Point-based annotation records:
● ● ● ●

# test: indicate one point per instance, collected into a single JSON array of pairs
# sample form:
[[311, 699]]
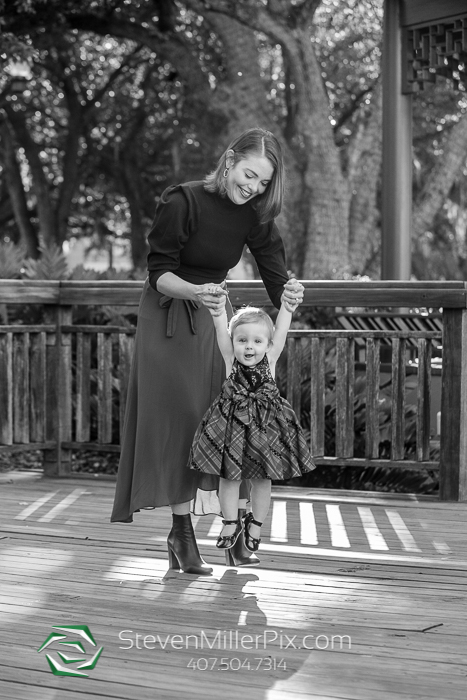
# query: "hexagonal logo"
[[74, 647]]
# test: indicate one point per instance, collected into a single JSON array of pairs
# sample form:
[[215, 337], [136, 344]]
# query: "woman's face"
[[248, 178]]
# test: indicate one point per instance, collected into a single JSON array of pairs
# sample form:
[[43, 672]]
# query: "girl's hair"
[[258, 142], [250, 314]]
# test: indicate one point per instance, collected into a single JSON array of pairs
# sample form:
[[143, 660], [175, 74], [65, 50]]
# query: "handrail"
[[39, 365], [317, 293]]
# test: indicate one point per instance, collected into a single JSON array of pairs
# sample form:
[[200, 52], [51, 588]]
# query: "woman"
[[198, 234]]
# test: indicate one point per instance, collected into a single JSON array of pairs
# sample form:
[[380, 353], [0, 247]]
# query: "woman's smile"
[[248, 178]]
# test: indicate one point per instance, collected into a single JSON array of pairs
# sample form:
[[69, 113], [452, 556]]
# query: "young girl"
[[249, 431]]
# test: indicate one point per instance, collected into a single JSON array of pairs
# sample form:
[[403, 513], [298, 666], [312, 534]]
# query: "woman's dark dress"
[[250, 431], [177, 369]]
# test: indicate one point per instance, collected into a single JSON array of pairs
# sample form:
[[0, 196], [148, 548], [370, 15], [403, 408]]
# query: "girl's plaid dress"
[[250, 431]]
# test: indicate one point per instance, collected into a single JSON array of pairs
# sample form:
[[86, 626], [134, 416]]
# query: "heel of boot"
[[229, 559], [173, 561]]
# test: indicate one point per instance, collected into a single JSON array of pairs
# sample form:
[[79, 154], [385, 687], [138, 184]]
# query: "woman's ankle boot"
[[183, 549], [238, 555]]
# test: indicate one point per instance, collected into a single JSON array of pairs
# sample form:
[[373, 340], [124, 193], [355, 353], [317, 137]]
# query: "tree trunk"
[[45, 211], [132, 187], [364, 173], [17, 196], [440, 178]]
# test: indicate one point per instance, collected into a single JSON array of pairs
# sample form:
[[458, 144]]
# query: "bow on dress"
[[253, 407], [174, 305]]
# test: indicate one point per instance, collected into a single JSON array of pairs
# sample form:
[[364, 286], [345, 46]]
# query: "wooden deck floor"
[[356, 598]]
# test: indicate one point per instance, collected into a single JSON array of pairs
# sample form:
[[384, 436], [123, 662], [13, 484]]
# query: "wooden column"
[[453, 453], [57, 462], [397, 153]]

● ● ● ●

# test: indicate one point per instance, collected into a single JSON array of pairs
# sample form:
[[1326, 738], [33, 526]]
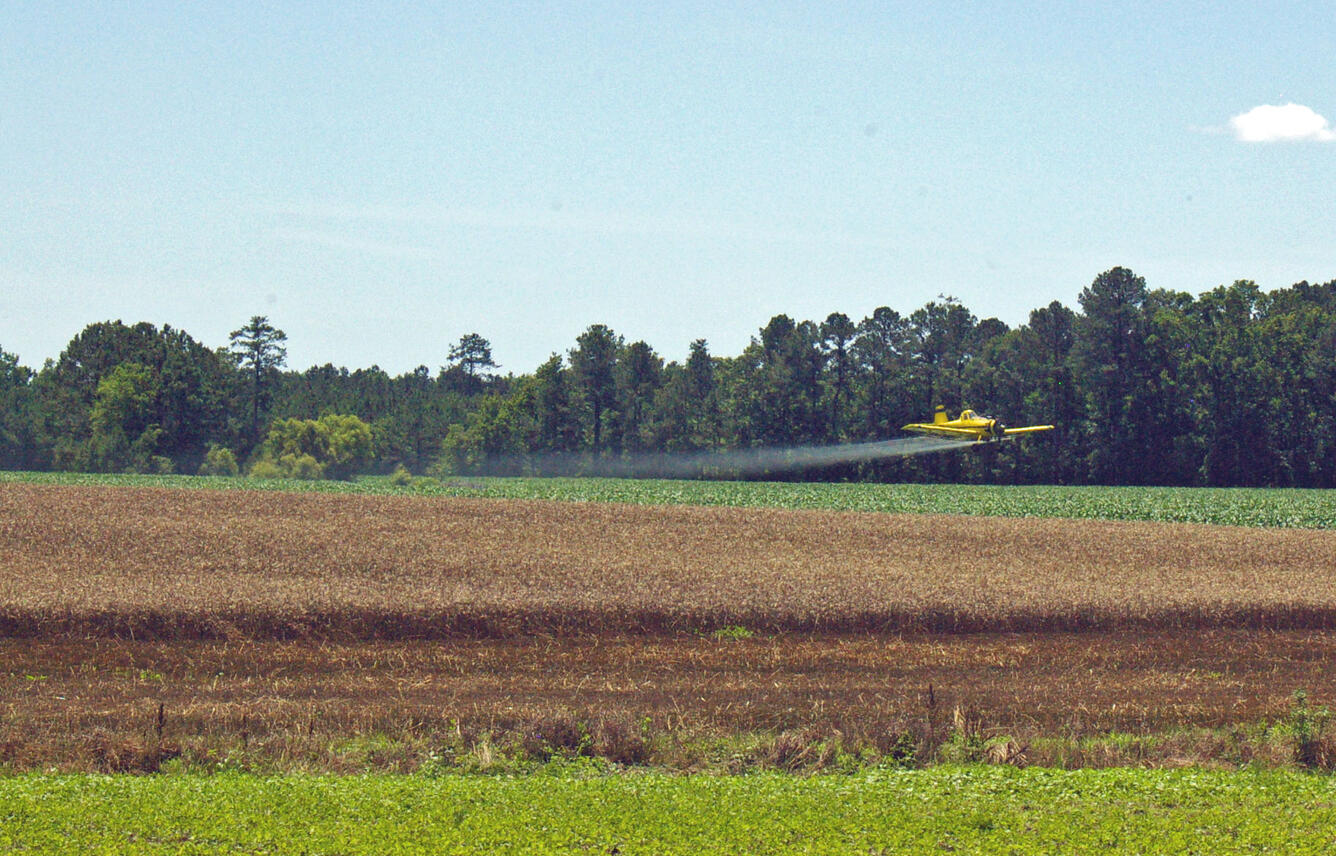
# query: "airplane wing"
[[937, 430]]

● ● ● ●

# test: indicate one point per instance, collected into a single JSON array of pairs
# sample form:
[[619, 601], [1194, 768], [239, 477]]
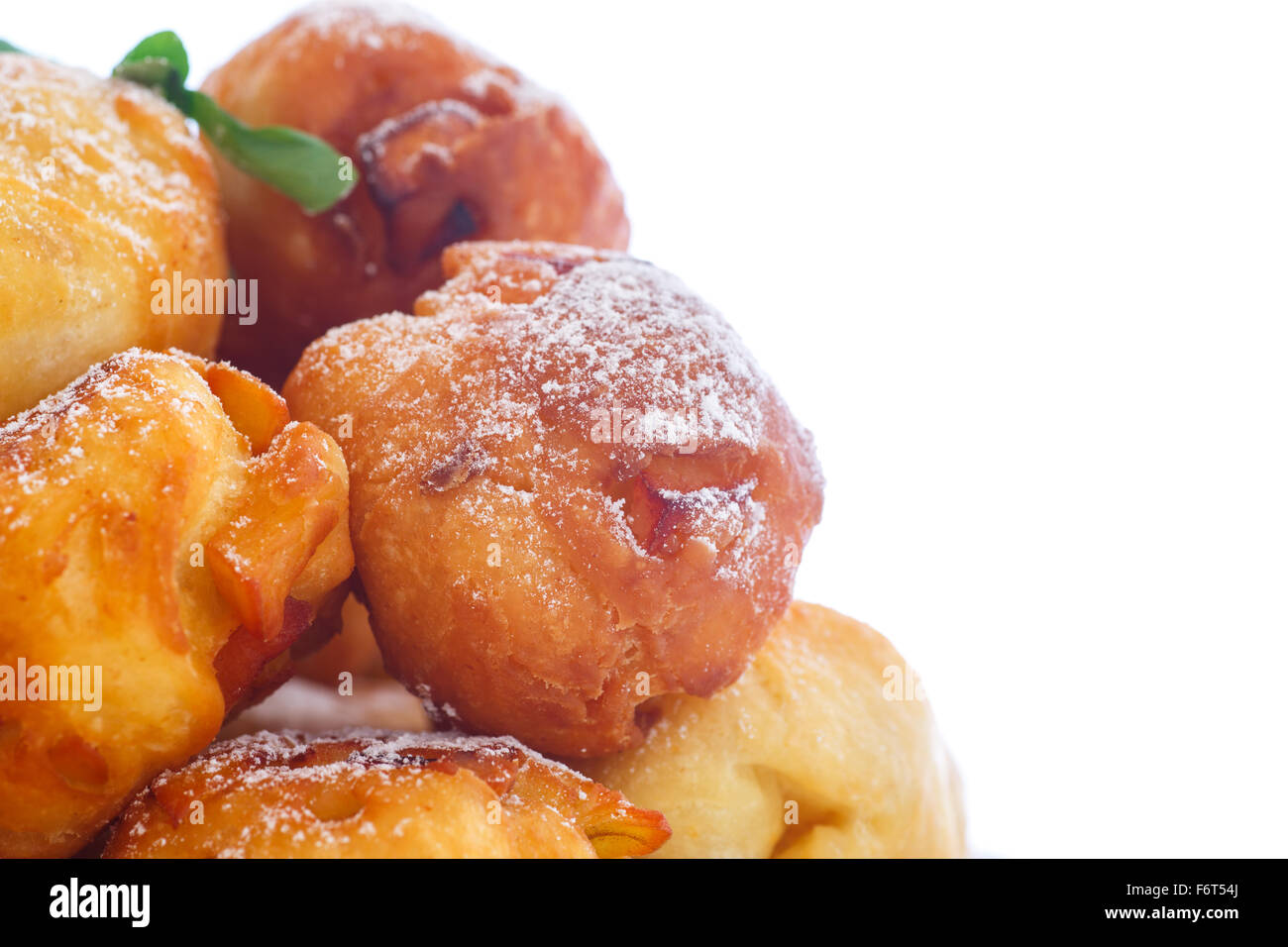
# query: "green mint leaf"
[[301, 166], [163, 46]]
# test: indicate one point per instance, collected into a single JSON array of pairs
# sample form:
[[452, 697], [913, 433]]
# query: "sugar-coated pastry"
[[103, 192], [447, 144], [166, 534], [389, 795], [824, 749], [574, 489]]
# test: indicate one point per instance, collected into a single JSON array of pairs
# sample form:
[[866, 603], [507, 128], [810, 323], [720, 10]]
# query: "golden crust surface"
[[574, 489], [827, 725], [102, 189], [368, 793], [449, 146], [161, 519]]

● ● ● ●

Directions for this task:
Can you gather every line of the records that contains the string "wooden", treating uppercase and lowercase as different?

Result for this task:
# query: "wooden deck floor"
# query: "wooden column"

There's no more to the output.